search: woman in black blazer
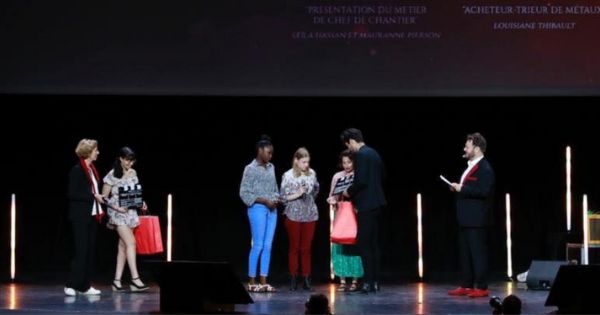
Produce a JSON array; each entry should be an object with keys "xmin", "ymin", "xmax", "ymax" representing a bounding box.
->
[{"xmin": 64, "ymin": 139, "xmax": 104, "ymax": 296}]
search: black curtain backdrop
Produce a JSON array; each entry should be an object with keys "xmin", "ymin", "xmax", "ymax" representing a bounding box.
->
[{"xmin": 0, "ymin": 95, "xmax": 600, "ymax": 281}]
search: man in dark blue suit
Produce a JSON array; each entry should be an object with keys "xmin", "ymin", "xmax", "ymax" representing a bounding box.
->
[
  {"xmin": 448, "ymin": 133, "xmax": 495, "ymax": 298},
  {"xmin": 341, "ymin": 128, "xmax": 387, "ymax": 293}
]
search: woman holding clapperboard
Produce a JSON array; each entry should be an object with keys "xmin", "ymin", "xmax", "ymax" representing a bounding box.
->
[
  {"xmin": 327, "ymin": 150, "xmax": 364, "ymax": 292},
  {"xmin": 102, "ymin": 147, "xmax": 148, "ymax": 292}
]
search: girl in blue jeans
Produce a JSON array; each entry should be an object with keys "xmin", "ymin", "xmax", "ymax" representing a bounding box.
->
[{"xmin": 240, "ymin": 136, "xmax": 281, "ymax": 292}]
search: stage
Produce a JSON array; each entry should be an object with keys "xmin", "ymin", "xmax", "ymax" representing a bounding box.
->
[{"xmin": 0, "ymin": 282, "xmax": 556, "ymax": 314}]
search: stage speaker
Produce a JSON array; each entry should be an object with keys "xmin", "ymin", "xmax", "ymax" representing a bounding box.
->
[
  {"xmin": 545, "ymin": 265, "xmax": 600, "ymax": 314},
  {"xmin": 146, "ymin": 261, "xmax": 254, "ymax": 313},
  {"xmin": 527, "ymin": 260, "xmax": 568, "ymax": 290}
]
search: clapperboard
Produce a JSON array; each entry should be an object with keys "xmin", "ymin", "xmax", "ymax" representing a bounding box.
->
[
  {"xmin": 333, "ymin": 175, "xmax": 354, "ymax": 195},
  {"xmin": 119, "ymin": 184, "xmax": 144, "ymax": 208}
]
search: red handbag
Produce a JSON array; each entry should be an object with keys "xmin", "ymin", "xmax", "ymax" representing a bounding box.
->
[
  {"xmin": 133, "ymin": 215, "xmax": 163, "ymax": 255},
  {"xmin": 331, "ymin": 201, "xmax": 358, "ymax": 245}
]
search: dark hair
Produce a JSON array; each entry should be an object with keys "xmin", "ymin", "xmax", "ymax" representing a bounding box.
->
[
  {"xmin": 113, "ymin": 147, "xmax": 135, "ymax": 178},
  {"xmin": 502, "ymin": 294, "xmax": 521, "ymax": 314},
  {"xmin": 340, "ymin": 128, "xmax": 365, "ymax": 144},
  {"xmin": 338, "ymin": 149, "xmax": 354, "ymax": 169},
  {"xmin": 304, "ymin": 293, "xmax": 331, "ymax": 314},
  {"xmin": 256, "ymin": 135, "xmax": 273, "ymax": 153},
  {"xmin": 467, "ymin": 132, "xmax": 487, "ymax": 153}
]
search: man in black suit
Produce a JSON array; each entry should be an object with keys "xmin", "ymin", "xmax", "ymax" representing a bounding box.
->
[
  {"xmin": 341, "ymin": 128, "xmax": 387, "ymax": 293},
  {"xmin": 448, "ymin": 133, "xmax": 495, "ymax": 298}
]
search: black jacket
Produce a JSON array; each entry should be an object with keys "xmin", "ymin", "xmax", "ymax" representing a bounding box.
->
[
  {"xmin": 67, "ymin": 164, "xmax": 94, "ymax": 220},
  {"xmin": 347, "ymin": 145, "xmax": 387, "ymax": 212},
  {"xmin": 456, "ymin": 158, "xmax": 495, "ymax": 227}
]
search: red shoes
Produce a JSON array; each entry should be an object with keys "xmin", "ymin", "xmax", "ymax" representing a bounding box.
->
[
  {"xmin": 467, "ymin": 289, "xmax": 490, "ymax": 298},
  {"xmin": 448, "ymin": 287, "xmax": 490, "ymax": 298},
  {"xmin": 448, "ymin": 287, "xmax": 473, "ymax": 295}
]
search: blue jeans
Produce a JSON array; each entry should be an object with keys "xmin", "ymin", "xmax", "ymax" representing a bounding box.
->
[{"xmin": 248, "ymin": 203, "xmax": 277, "ymax": 278}]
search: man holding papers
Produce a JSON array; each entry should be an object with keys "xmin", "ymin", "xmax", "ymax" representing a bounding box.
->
[
  {"xmin": 340, "ymin": 128, "xmax": 387, "ymax": 293},
  {"xmin": 448, "ymin": 133, "xmax": 495, "ymax": 298}
]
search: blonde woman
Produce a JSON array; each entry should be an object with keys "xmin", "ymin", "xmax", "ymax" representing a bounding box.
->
[
  {"xmin": 281, "ymin": 148, "xmax": 319, "ymax": 291},
  {"xmin": 64, "ymin": 139, "xmax": 104, "ymax": 296}
]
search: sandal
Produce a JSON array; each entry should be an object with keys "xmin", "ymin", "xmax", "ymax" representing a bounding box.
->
[
  {"xmin": 260, "ymin": 283, "xmax": 277, "ymax": 293},
  {"xmin": 248, "ymin": 284, "xmax": 262, "ymax": 293}
]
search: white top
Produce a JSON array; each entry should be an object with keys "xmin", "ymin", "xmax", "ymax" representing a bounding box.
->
[
  {"xmin": 460, "ymin": 155, "xmax": 483, "ymax": 185},
  {"xmin": 90, "ymin": 170, "xmax": 102, "ymax": 215}
]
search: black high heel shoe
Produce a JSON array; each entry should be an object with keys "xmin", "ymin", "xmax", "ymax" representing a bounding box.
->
[
  {"xmin": 112, "ymin": 279, "xmax": 125, "ymax": 292},
  {"xmin": 302, "ymin": 277, "xmax": 312, "ymax": 291},
  {"xmin": 290, "ymin": 275, "xmax": 298, "ymax": 291},
  {"xmin": 129, "ymin": 277, "xmax": 150, "ymax": 292}
]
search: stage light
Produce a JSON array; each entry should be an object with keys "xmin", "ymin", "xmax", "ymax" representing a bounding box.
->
[
  {"xmin": 167, "ymin": 194, "xmax": 173, "ymax": 261},
  {"xmin": 566, "ymin": 146, "xmax": 571, "ymax": 232},
  {"xmin": 416, "ymin": 282, "xmax": 425, "ymax": 314},
  {"xmin": 8, "ymin": 283, "xmax": 18, "ymax": 310},
  {"xmin": 10, "ymin": 194, "xmax": 17, "ymax": 281},
  {"xmin": 581, "ymin": 195, "xmax": 590, "ymax": 265},
  {"xmin": 329, "ymin": 205, "xmax": 335, "ymax": 280},
  {"xmin": 505, "ymin": 194, "xmax": 512, "ymax": 278},
  {"xmin": 329, "ymin": 283, "xmax": 336, "ymax": 314},
  {"xmin": 417, "ymin": 194, "xmax": 423, "ymax": 280}
]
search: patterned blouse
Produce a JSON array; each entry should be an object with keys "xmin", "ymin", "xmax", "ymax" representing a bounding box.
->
[
  {"xmin": 281, "ymin": 169, "xmax": 319, "ymax": 222},
  {"xmin": 240, "ymin": 159, "xmax": 279, "ymax": 207},
  {"xmin": 104, "ymin": 170, "xmax": 140, "ymax": 229}
]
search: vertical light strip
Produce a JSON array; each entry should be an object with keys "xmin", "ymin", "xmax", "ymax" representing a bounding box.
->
[
  {"xmin": 566, "ymin": 146, "xmax": 571, "ymax": 231},
  {"xmin": 417, "ymin": 282, "xmax": 424, "ymax": 314},
  {"xmin": 10, "ymin": 194, "xmax": 17, "ymax": 281},
  {"xmin": 167, "ymin": 194, "xmax": 173, "ymax": 261},
  {"xmin": 506, "ymin": 194, "xmax": 512, "ymax": 278},
  {"xmin": 417, "ymin": 194, "xmax": 423, "ymax": 280},
  {"xmin": 581, "ymin": 195, "xmax": 590, "ymax": 265},
  {"xmin": 329, "ymin": 205, "xmax": 335, "ymax": 280},
  {"xmin": 8, "ymin": 283, "xmax": 19, "ymax": 310}
]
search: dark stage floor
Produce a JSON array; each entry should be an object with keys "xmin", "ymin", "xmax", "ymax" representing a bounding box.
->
[{"xmin": 0, "ymin": 282, "xmax": 556, "ymax": 314}]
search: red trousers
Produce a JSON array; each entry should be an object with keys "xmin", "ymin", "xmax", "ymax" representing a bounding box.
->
[{"xmin": 285, "ymin": 218, "xmax": 317, "ymax": 277}]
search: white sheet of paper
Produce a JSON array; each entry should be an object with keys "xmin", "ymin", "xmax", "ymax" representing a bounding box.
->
[{"xmin": 440, "ymin": 175, "xmax": 452, "ymax": 185}]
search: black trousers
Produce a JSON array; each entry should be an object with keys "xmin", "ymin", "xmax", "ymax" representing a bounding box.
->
[
  {"xmin": 459, "ymin": 227, "xmax": 488, "ymax": 289},
  {"xmin": 67, "ymin": 216, "xmax": 98, "ymax": 292},
  {"xmin": 357, "ymin": 208, "xmax": 381, "ymax": 285}
]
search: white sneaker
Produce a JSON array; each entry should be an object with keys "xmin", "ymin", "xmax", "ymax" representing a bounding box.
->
[
  {"xmin": 81, "ymin": 287, "xmax": 100, "ymax": 295},
  {"xmin": 65, "ymin": 287, "xmax": 77, "ymax": 296},
  {"xmin": 517, "ymin": 270, "xmax": 529, "ymax": 282}
]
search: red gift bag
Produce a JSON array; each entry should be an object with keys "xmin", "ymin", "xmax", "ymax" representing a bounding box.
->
[
  {"xmin": 133, "ymin": 215, "xmax": 163, "ymax": 255},
  {"xmin": 331, "ymin": 201, "xmax": 358, "ymax": 245}
]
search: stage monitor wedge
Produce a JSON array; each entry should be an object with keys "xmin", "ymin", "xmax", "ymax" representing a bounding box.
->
[{"xmin": 147, "ymin": 261, "xmax": 254, "ymax": 313}]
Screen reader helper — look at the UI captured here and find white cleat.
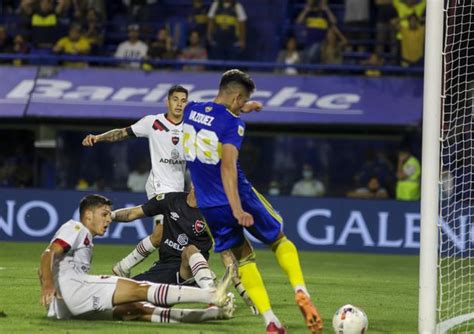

• _GIVEN EXERCISE_
From the line that has "search: stage monitor wedge" through the end of the records, write out each line as a Markdown table with the columns "No." and "Text". Number the rows, skip blank lines, and leave the pictures out.

• _RESULT OF THE TASK_
| No. | Text |
|---|---|
| 1 | search: stage monitor wedge |
| 2 | Produce a JSON array; each entry should be an object with keys "xmin", "ymin", "xmax", "ymax" representing a bounding box. |
| 3 | -> |
| 4 | [{"xmin": 147, "ymin": 261, "xmax": 254, "ymax": 313}] |
| 5 | Screen reader helper — look at the UI captured here and find white cleat. |